Task objective:
Can you write out all of the data below again, requests included, with every coordinate in the answers offset by -22?

Dataset excerpt:

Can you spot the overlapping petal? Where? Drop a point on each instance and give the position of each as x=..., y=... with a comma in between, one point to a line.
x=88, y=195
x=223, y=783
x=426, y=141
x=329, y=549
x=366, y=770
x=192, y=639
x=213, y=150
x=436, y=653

The output:
Can you spot the overlapping petal? Where? Drop a point on each instance and give the position of each as x=..., y=... with a comma in between, one point to a line.
x=66, y=173
x=201, y=761
x=404, y=119
x=307, y=527
x=344, y=748
x=170, y=617
x=191, y=128
x=414, y=631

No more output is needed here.